Requirement:
Copy out each line exactly; pictures stay out of the copy.

Data lines:
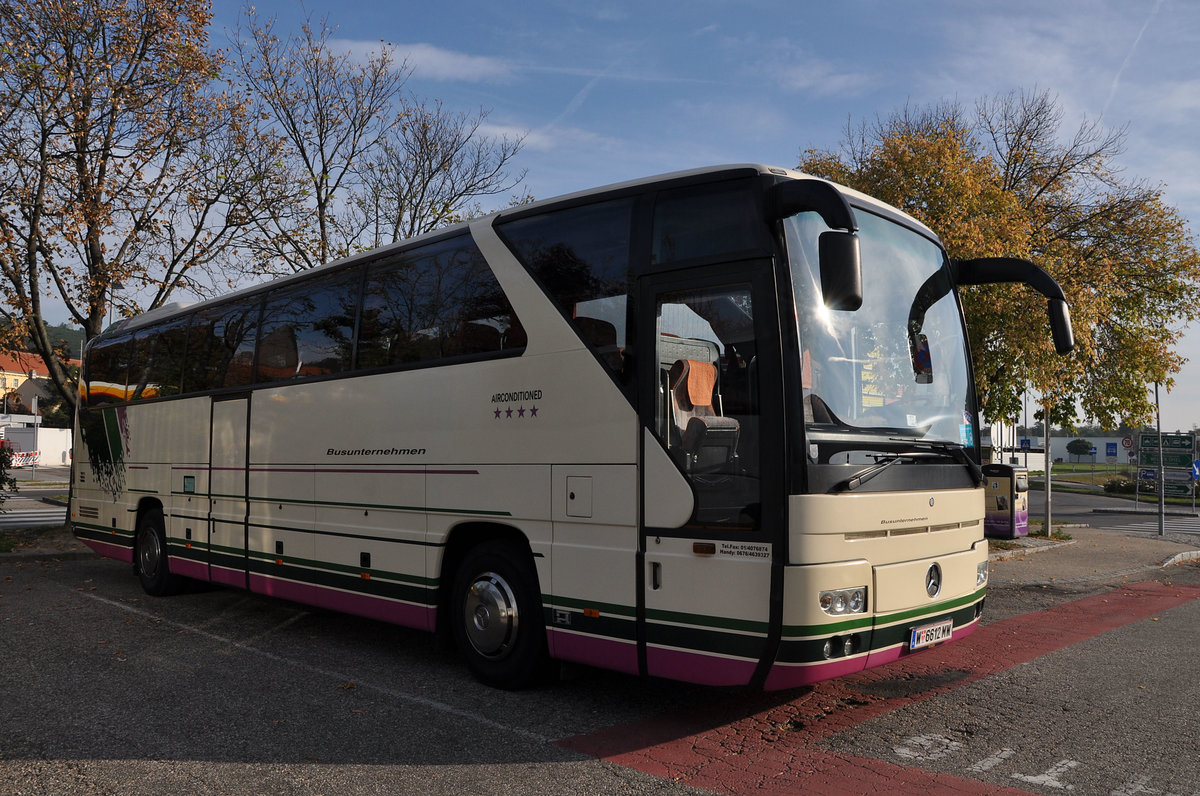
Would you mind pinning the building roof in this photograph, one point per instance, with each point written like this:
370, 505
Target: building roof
22, 363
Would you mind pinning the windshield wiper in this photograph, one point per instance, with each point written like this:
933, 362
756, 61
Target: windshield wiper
952, 449
863, 476
928, 450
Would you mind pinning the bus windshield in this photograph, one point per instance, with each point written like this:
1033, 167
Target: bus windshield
889, 381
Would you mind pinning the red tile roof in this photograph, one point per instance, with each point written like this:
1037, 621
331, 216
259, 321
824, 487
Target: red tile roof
22, 363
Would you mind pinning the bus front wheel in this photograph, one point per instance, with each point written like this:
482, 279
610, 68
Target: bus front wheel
150, 554
497, 617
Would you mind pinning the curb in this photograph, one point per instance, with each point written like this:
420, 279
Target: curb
1180, 557
46, 555
1005, 555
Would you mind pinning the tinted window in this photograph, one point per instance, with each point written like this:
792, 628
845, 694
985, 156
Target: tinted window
693, 223
107, 370
221, 347
157, 360
307, 329
433, 303
581, 257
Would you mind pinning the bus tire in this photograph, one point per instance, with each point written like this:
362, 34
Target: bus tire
150, 556
497, 617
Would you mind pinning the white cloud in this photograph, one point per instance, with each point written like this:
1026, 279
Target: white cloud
433, 63
437, 64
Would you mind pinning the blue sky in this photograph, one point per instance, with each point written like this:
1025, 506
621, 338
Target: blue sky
607, 90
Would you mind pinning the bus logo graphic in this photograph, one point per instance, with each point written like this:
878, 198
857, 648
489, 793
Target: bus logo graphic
934, 580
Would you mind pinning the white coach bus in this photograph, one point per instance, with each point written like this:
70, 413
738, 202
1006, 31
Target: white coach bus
718, 426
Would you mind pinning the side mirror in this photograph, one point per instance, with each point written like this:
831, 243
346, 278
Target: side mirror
841, 270
841, 267
1060, 325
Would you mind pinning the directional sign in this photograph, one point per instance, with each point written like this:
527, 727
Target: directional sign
1170, 459
1170, 441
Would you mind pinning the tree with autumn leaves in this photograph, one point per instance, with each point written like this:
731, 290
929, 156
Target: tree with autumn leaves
138, 162
118, 159
1007, 181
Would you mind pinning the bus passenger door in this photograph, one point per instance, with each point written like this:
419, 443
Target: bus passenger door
227, 491
711, 401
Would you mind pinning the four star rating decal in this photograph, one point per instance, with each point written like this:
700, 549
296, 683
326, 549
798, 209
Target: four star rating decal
520, 412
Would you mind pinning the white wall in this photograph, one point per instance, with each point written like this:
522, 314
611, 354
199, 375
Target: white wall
53, 443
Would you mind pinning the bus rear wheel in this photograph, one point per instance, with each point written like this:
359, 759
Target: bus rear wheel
150, 554
497, 617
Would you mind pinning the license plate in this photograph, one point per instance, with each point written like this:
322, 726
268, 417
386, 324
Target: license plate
930, 634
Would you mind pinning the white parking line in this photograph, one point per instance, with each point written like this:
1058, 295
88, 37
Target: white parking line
433, 705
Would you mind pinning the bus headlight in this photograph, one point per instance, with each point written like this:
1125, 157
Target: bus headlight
840, 602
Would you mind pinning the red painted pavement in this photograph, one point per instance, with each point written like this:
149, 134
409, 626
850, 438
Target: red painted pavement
767, 743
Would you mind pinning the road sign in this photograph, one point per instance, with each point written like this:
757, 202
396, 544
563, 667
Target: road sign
1177, 490
1170, 441
1170, 459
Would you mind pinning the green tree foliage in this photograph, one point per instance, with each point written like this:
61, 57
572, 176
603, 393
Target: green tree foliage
7, 483
1006, 180
120, 157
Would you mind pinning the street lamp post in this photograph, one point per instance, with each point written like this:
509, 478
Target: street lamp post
1045, 400
1162, 468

Solved exercise:
Would you mind pinning the building roof in this photograph, one point per instance, with each point written like this:
370, 505
Target: building roof
22, 363
Would you mind pinning the windshield wiper in this photograph, one point per instance, with each point written like this:
933, 362
756, 61
Target: windshield wiper
952, 449
863, 476
928, 450
Would you mind pinning the bus windshield in this photograph, one point per instance, with each point written like this:
1033, 167
Target: bus windshield
889, 381
Would you mind pinning the red tile roof in this photograph, one point per instance, with each point written like this:
1037, 621
331, 216
259, 321
824, 487
Target: red tile roof
22, 363
Would you mind pinning the bus front wheel in this photograph, one point per instance, with each point written like this:
482, 279
610, 68
Target: bus front wheel
150, 554
497, 617
Would you mind pinning the curb in this photograph, one point per instance, with each point written like this:
420, 279
Target: curb
1180, 557
46, 555
1005, 555
Would you mind pinning the tinted window in this photograph, one point per instance, with each point written like this:
792, 628
845, 694
985, 156
Target: tinted window
693, 223
107, 370
221, 347
157, 360
307, 329
433, 303
581, 257
Would you mind pinning the bus tire in this photograph, one point per instance, with each point written like this:
362, 34
Target: bus tire
150, 556
497, 617
Would you mind pinning the white cloud in this photograph, one point per instance, with each point written like this:
1026, 279
Target: white cloud
433, 63
437, 64
Would you mind pinning the blue sky in this photograph, one point per instance, with each point written like this:
1025, 506
621, 338
Target: blue sky
607, 90
Would you mind pinning the bus logo graphic in this photograph, one point per instance, with each point written like this:
878, 198
857, 648
489, 793
Target: bus logo graphic
934, 580
Would you mind pinning the white coach bus in this photograph, one point per instance, with each point written like this:
70, 413
738, 202
1006, 31
Target: white coach bus
718, 426
Would you mind pinning the side mirror in this photograph, one point per instance, with each point written like this:
831, 243
346, 278
Target: side mirror
841, 270
841, 267
1060, 325
Would you mind pinning the directional sign in this photograph, one point per instance, with each point written like this:
527, 727
Target: directional sign
1170, 459
1170, 441
Would you mind pinning the tree with autumn leaves in this photograph, one point per instance, with each point written like this:
731, 290
929, 156
Target: tree with autumn leaves
138, 162
118, 159
1007, 181
Would you mind pinning the bus passenger door in this photograph, one point per instance, with each point written like this:
419, 443
Target: bus passenger door
227, 491
711, 401
Would you mind pinning the four star rating decal in this photograph, one point per instance, with each point written like this:
700, 549
296, 683
326, 549
798, 209
Target: four star rating decal
520, 412
Would you mind pinning the white wall in this photograph, one point per instance, with each point written like this:
522, 314
611, 354
199, 375
Target: white wall
53, 443
Would you mind pinning the bus rear wheel in this photograph, one point per instance, with each point written like this:
359, 759
Target: bus rear wheel
150, 554
497, 617
Would you mind pinning the license plate in this photograph, one point per instance, with each point written like this:
322, 726
268, 417
386, 324
Target: license plate
930, 634
Would you mind pinning the white parking line in this photograph, one point per instance, with each point written like this:
1058, 295
88, 37
Target: white parking line
433, 705
Would you mind pinning the bus headlight in this photograph, one point per instance, with each point written like this:
1125, 157
Target: bus headlight
840, 602
Would you mind pinning the red painted pavement in this photograph, one point per instance, with each point written like this:
149, 134
409, 626
850, 438
Target: red painted pavement
767, 743
Would you mind pinning the road sign in this photograph, one point per instance, with each point written like this:
757, 202
396, 544
563, 667
Target: road sign
1177, 490
1170, 441
1170, 459
Would you mind pinning the green tree foliage in this photograph, one point per instance, with each point written like this:
61, 57
572, 176
603, 393
Target: green tree foliage
7, 483
1006, 180
120, 157
Would you mind pinning the street lamp post in this photograph, one point per instance, with each point written like this:
509, 478
Target: street lamp post
1045, 400
1162, 468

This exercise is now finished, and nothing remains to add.